■ What you need to do ■
Copy out each line of the data that holds the word "with".

-------- Provided material

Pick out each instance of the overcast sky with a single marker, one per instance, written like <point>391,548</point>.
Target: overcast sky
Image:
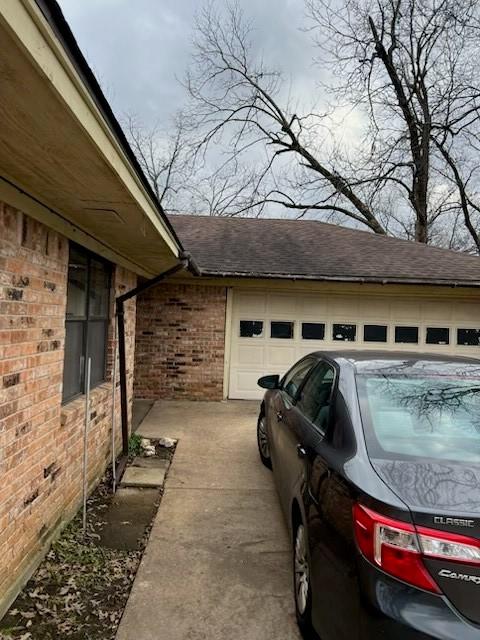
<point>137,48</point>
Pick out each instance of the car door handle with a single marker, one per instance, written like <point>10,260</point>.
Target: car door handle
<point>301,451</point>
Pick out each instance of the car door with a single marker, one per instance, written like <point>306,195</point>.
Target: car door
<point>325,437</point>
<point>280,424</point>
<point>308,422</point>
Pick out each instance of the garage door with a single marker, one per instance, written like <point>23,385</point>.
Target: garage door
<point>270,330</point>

----------------
-------- Provided material

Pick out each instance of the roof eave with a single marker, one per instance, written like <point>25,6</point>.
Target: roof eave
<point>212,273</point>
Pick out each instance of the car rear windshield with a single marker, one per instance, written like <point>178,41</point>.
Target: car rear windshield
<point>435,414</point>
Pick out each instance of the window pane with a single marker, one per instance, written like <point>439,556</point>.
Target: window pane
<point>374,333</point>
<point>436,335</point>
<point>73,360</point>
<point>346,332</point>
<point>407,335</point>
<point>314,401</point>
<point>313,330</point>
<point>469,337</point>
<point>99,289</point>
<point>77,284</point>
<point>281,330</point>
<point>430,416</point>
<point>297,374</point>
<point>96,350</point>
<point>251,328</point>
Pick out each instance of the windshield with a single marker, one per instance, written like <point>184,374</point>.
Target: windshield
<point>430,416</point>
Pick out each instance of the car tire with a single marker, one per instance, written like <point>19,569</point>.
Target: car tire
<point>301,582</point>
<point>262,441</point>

----------------

■ Finished task ■
Pick out each instance of the overcast sky with a single marker, one per instance, written like <point>391,548</point>.
Pick out each instance of the car door handle with a single marker, one per instance, written like <point>10,260</point>.
Pick out each instance of the car door with a single marker, one per instance, written like <point>306,195</point>.
Pick out each instance of the garage door with a single marker, one per instance, written like <point>23,385</point>.
Pick out each instance of the roof eave with a single marker, one per instance, written like <point>25,6</point>.
Pick out each instance of the car rear windshield with a single marker, one per instance, written like <point>178,41</point>.
Pick out each instance of the window pane with a single marker, one per instance, written like <point>439,556</point>.
Pick out each instance of the windshield with a single marker, one per instance, written like <point>184,374</point>.
Pick out each instance of the car tire with a single marker, one per instance, written like <point>19,569</point>.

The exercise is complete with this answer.